(Records from a dataset)
####

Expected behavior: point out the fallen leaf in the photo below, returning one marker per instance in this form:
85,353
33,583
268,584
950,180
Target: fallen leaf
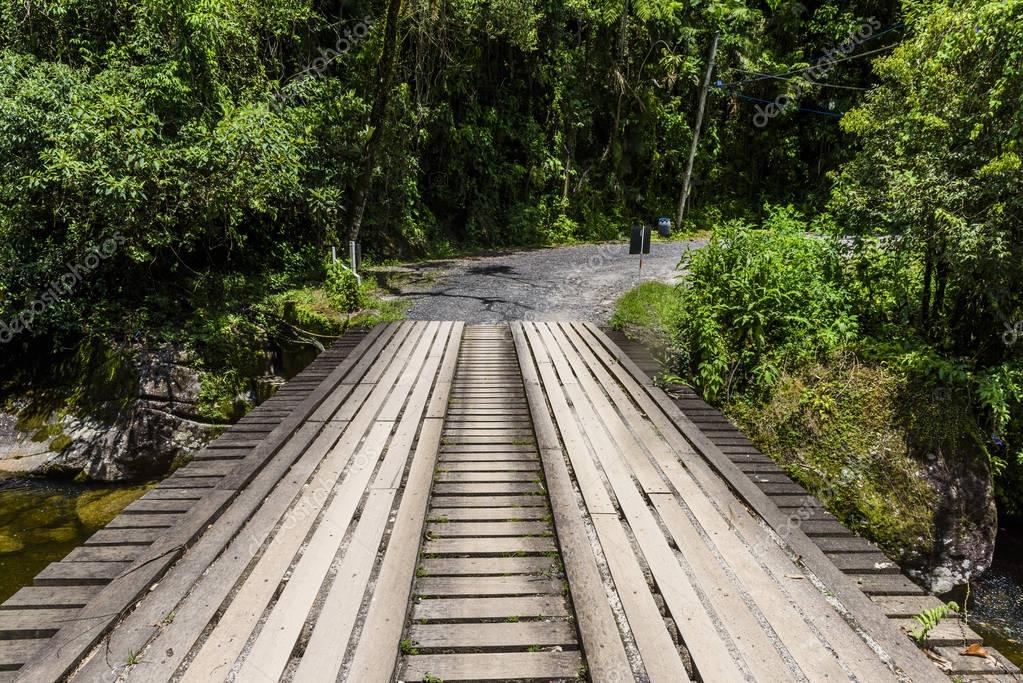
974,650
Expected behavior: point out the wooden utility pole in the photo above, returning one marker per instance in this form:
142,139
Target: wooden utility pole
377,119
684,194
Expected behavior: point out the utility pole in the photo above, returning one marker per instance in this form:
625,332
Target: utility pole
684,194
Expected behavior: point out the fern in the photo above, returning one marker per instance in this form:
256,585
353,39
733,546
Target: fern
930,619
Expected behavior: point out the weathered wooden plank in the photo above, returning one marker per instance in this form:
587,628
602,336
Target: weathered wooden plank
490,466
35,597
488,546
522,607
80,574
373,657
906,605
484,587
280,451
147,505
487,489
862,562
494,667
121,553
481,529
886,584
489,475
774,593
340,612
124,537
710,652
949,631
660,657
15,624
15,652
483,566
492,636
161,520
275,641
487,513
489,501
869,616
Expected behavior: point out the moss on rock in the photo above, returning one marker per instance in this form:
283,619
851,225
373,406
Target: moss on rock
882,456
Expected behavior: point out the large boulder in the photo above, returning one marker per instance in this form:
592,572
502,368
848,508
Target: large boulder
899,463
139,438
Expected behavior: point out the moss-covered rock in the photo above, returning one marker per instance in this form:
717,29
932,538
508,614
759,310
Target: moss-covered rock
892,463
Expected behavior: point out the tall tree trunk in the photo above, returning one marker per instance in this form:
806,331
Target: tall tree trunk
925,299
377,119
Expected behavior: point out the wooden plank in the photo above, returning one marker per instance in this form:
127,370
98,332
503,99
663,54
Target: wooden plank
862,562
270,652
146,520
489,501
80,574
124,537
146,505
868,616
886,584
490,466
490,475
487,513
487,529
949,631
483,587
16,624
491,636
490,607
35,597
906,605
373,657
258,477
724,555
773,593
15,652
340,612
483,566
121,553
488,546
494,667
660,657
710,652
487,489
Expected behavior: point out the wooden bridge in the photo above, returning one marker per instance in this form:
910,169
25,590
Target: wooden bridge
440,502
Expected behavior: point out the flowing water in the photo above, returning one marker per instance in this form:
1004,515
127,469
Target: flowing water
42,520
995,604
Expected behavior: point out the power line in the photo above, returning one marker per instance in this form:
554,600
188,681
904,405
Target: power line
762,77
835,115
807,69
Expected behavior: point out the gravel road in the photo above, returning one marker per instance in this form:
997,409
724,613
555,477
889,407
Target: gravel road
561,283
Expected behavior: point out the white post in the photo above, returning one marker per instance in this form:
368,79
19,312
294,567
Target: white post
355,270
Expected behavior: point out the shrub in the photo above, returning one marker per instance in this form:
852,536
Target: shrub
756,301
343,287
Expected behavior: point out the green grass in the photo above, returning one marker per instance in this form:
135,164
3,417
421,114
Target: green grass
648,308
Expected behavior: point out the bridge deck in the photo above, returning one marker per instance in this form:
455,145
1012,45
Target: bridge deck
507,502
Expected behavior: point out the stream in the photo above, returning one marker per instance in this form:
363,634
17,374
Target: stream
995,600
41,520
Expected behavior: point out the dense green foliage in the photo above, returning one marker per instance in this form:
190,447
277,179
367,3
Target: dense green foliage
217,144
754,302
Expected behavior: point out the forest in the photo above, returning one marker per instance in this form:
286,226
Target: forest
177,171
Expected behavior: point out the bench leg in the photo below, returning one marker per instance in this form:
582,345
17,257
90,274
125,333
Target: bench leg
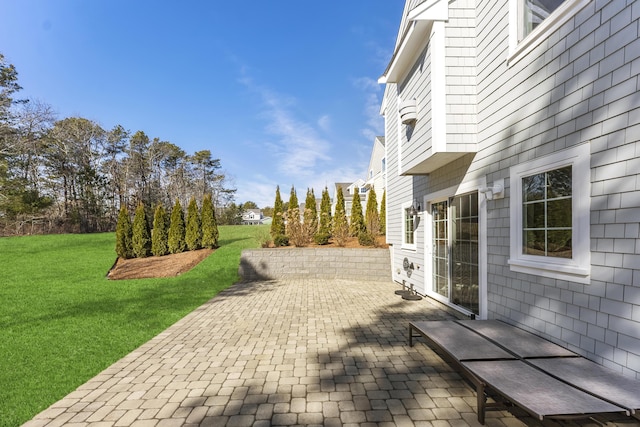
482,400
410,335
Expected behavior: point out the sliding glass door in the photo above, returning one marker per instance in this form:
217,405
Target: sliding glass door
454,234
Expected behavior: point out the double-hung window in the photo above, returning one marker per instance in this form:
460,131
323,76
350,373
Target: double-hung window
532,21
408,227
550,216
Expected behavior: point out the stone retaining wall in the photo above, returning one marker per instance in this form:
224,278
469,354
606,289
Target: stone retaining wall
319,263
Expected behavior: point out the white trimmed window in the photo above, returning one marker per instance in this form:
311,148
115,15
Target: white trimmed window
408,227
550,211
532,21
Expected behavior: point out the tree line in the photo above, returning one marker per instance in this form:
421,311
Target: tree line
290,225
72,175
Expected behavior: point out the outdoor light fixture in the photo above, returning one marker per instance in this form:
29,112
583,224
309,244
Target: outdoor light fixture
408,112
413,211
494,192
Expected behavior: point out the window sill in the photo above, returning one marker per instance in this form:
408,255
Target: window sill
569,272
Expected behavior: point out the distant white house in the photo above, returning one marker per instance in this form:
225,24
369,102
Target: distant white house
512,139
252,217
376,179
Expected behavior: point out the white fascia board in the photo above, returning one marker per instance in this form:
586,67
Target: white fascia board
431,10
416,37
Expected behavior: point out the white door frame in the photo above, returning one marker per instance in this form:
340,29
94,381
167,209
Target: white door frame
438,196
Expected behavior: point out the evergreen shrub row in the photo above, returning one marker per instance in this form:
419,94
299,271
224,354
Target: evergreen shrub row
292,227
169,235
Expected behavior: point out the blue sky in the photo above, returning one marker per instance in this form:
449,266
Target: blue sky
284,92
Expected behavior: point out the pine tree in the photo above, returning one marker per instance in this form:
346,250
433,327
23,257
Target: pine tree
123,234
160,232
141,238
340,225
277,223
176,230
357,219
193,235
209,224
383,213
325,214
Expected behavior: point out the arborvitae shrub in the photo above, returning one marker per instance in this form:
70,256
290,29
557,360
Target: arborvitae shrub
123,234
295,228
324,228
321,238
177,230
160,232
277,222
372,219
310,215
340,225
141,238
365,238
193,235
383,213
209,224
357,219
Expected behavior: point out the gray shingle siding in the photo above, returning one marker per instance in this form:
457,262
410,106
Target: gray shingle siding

####

▶ _EXERCISE INSTRUCTIONS_: Return every line above that contains the word "siding".

▶ _RESULT FOR THIS TASK_:
Expected behavior: point out the gray shingle siding in the photo above, returning one marker per instance in this form:
Target: gray shingle siding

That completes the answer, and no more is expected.